**Directions**
Every line from the one containing "SELECT bounding_box FROM detections WHERE object = 'snow patch';" to the end of the records below must be copied exactly, and no pictures may be included.

**Entries shown**
━━━━━━━━━━━━━━━━
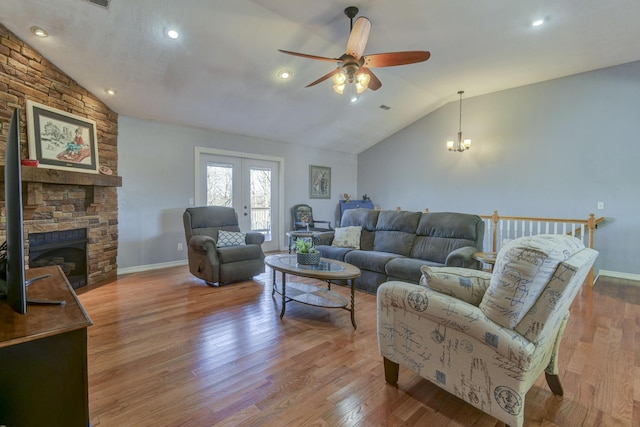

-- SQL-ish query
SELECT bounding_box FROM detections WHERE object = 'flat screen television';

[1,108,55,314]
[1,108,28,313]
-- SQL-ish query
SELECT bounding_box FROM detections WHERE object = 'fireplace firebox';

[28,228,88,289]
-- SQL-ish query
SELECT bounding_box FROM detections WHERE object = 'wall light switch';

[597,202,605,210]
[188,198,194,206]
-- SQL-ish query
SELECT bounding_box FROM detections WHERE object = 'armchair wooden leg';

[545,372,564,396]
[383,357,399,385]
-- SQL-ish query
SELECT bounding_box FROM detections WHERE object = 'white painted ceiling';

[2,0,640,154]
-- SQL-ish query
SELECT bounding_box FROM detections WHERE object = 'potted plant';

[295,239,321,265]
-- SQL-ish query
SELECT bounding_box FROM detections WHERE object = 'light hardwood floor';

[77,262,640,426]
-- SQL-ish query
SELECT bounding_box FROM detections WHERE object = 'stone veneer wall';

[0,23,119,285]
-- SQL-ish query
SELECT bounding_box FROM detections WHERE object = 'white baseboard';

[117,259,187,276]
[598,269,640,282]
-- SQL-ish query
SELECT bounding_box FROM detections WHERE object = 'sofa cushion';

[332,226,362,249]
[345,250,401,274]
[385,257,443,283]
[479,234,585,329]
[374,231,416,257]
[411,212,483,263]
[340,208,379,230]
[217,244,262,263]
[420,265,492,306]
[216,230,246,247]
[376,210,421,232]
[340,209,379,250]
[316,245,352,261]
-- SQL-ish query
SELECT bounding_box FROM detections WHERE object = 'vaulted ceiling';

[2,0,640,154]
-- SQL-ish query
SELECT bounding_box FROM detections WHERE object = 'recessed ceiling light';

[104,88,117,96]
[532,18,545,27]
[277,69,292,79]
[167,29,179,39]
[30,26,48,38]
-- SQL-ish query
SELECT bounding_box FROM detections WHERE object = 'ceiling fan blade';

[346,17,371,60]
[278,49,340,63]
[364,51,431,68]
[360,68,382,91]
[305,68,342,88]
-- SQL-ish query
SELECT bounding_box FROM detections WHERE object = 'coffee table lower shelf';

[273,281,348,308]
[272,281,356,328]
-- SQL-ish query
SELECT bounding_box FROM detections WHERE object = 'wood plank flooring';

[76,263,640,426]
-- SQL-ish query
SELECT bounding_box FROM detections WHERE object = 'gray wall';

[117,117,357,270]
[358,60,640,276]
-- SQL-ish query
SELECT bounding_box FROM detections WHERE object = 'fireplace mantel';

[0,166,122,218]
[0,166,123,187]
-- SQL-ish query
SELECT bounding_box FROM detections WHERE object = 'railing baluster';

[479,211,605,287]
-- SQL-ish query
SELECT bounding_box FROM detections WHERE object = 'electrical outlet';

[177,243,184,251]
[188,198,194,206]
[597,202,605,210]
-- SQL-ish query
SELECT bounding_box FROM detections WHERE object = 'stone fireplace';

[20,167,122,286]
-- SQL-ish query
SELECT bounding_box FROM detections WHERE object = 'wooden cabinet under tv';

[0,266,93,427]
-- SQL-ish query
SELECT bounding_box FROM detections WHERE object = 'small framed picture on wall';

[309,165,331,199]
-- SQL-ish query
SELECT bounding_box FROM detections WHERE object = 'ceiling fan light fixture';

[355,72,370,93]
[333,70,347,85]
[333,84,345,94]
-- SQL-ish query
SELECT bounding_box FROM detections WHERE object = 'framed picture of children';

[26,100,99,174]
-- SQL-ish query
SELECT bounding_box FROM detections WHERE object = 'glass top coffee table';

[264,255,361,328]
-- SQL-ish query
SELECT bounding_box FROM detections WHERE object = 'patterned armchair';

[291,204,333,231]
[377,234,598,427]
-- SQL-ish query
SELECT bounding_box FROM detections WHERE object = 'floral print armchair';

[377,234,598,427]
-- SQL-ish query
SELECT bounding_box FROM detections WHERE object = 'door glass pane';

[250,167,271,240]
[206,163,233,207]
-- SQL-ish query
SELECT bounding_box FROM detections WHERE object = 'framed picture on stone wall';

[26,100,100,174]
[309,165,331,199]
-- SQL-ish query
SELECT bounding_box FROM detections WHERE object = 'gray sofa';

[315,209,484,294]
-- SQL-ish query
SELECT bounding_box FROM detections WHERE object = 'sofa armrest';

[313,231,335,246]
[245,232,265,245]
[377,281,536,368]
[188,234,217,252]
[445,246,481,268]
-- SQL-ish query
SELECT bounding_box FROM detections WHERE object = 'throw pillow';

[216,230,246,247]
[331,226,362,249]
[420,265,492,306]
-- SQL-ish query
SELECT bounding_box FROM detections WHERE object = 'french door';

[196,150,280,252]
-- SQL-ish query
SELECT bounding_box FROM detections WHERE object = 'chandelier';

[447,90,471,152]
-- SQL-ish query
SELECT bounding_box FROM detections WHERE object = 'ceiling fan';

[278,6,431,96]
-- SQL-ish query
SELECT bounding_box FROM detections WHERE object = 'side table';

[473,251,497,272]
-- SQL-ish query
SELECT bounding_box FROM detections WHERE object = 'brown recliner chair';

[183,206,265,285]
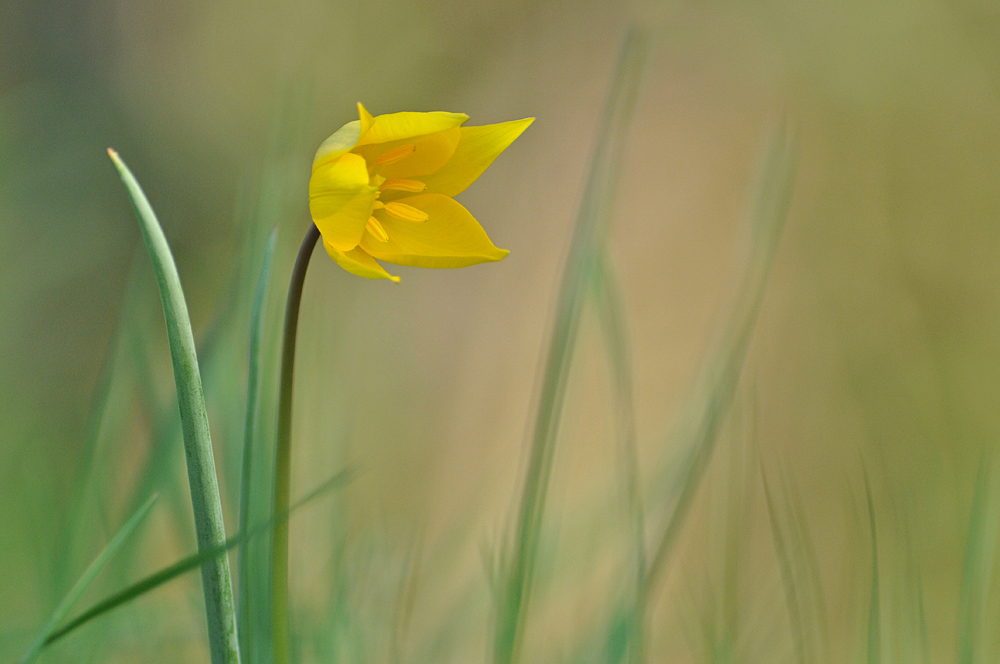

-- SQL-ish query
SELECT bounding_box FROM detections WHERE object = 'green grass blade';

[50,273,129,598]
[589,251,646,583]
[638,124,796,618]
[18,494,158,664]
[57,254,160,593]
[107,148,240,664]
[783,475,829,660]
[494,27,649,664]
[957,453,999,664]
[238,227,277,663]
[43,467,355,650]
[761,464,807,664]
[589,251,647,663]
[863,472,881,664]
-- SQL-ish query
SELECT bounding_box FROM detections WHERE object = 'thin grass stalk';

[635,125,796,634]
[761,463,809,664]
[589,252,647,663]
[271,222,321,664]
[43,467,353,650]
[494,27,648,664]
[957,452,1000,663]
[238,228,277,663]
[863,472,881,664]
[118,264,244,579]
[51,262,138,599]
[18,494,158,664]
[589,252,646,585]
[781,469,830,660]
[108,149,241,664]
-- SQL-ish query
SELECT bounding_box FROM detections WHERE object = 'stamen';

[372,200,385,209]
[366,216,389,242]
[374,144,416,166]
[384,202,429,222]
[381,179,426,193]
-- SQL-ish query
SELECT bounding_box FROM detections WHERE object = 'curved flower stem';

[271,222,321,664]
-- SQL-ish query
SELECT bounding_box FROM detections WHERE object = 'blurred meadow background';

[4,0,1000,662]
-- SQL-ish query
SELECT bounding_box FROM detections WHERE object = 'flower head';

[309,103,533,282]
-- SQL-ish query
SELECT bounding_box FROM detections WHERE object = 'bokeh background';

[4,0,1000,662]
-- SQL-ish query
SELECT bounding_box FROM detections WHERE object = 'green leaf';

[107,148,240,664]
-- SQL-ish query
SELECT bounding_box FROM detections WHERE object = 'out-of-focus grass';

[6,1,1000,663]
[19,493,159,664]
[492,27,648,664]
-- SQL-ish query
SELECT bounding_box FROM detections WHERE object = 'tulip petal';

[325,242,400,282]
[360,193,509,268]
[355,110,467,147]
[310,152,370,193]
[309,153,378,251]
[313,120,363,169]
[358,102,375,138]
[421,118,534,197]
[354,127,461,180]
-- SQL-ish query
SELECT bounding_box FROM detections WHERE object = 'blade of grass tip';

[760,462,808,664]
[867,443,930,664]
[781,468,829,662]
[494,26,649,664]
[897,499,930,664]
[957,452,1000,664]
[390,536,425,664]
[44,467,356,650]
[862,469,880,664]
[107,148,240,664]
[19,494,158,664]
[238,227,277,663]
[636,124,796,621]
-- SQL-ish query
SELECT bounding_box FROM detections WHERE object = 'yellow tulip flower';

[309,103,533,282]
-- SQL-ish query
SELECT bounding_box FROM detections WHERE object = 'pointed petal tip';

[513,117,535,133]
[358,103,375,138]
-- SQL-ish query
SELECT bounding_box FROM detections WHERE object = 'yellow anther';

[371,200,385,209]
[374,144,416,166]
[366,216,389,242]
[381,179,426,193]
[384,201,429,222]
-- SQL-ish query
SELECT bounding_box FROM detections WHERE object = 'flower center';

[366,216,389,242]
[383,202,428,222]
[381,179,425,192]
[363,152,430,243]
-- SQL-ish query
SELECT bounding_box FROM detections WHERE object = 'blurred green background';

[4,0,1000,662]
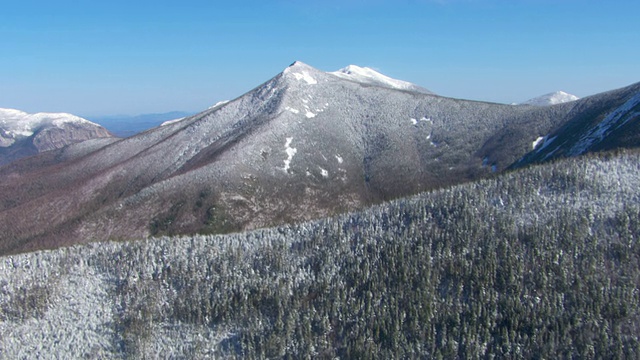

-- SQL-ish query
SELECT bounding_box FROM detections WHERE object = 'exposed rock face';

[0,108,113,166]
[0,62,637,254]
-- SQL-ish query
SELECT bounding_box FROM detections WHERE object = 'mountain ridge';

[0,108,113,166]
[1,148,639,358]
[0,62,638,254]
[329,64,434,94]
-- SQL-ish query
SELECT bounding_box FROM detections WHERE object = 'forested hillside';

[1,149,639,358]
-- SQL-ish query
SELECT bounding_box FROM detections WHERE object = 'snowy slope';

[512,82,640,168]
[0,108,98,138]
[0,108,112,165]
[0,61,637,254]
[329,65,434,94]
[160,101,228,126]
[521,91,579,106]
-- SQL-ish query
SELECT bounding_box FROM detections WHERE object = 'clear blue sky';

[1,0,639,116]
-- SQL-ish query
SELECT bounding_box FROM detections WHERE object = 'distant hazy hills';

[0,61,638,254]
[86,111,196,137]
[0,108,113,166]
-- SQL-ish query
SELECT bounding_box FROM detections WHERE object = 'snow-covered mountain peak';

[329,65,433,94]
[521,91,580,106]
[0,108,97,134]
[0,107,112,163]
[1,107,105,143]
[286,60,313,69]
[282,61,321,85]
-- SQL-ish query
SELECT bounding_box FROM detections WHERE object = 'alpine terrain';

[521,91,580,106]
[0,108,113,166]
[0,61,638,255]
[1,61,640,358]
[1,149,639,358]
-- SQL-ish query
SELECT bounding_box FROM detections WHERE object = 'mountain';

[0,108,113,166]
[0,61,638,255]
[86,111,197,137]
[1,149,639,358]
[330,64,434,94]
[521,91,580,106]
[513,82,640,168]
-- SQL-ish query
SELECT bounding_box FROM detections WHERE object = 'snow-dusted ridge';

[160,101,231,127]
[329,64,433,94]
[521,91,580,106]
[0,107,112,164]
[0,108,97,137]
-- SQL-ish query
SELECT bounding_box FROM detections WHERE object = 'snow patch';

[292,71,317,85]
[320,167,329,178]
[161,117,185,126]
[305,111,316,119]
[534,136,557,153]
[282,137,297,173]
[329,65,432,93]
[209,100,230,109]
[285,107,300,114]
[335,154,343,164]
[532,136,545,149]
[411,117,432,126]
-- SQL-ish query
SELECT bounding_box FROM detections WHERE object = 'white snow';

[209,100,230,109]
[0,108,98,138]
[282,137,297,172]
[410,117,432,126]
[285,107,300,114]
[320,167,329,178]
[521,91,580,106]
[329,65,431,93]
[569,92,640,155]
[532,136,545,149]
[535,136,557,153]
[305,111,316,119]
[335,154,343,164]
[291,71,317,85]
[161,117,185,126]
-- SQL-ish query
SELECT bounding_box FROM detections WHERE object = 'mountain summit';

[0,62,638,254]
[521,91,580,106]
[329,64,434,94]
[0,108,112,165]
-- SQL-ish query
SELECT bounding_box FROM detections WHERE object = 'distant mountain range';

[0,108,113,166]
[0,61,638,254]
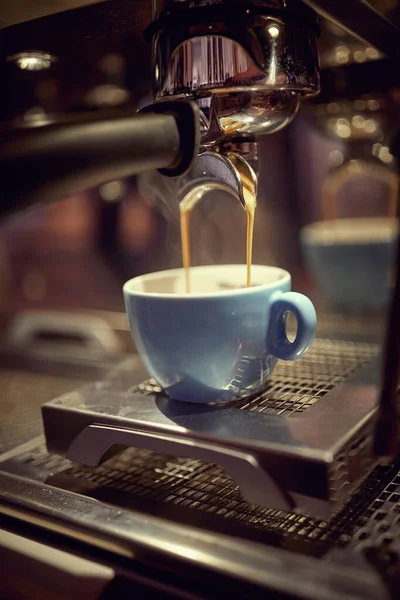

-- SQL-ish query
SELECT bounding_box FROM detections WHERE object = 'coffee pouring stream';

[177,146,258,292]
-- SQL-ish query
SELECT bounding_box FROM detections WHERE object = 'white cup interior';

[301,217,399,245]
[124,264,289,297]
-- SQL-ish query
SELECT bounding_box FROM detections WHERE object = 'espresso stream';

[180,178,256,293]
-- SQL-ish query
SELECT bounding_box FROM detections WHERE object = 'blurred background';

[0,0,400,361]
━━━━━━━━━━━━━━━━
**Result of this exercise**
SELECT bounding_box FROM detections WHERE object = 'snow patch';

[292,71,317,85]
[320,167,329,178]
[161,117,185,126]
[305,111,316,119]
[534,136,557,153]
[282,137,297,173]
[329,65,432,93]
[209,100,230,109]
[285,107,300,114]
[335,154,343,164]
[532,136,545,149]
[411,117,432,126]
-- SQL-ish query
SELECT bounding_box FROM detections WHERE object = 'white snow';

[209,100,230,109]
[0,108,98,138]
[282,137,297,172]
[410,117,432,126]
[285,107,300,114]
[320,167,329,178]
[521,91,580,106]
[329,65,431,93]
[569,92,640,155]
[532,136,545,149]
[535,136,557,153]
[305,111,316,119]
[335,154,343,164]
[291,71,317,85]
[161,117,185,126]
-- SQL-ish query
SELECT bounding_box FROM detections WHERE object = 'mountain summit';

[0,62,638,254]
[521,91,580,106]
[329,64,434,94]
[0,108,112,165]
-- SQL-ish query
SELECT bounding_box FROM detections WHERE object = 'distant mountain range';

[0,108,113,166]
[0,61,638,254]

-- SQL-ish query
SELECT bounding_box FROM detections WHERE object = 'coffee pouring stream';

[177,146,258,292]
-- SQL-ish query
SELECT bounding_box FROM detections WHERE object = 'white cup interior';

[301,217,399,245]
[124,264,289,297]
-- SQL-ish query
SELECT bounding_box FROM detections WHERE object = 'espresso stream';

[180,178,256,293]
-- SQL-ish query
SELECT bounding_box FROM detections WHERE object = 'blurred background';

[0,0,400,361]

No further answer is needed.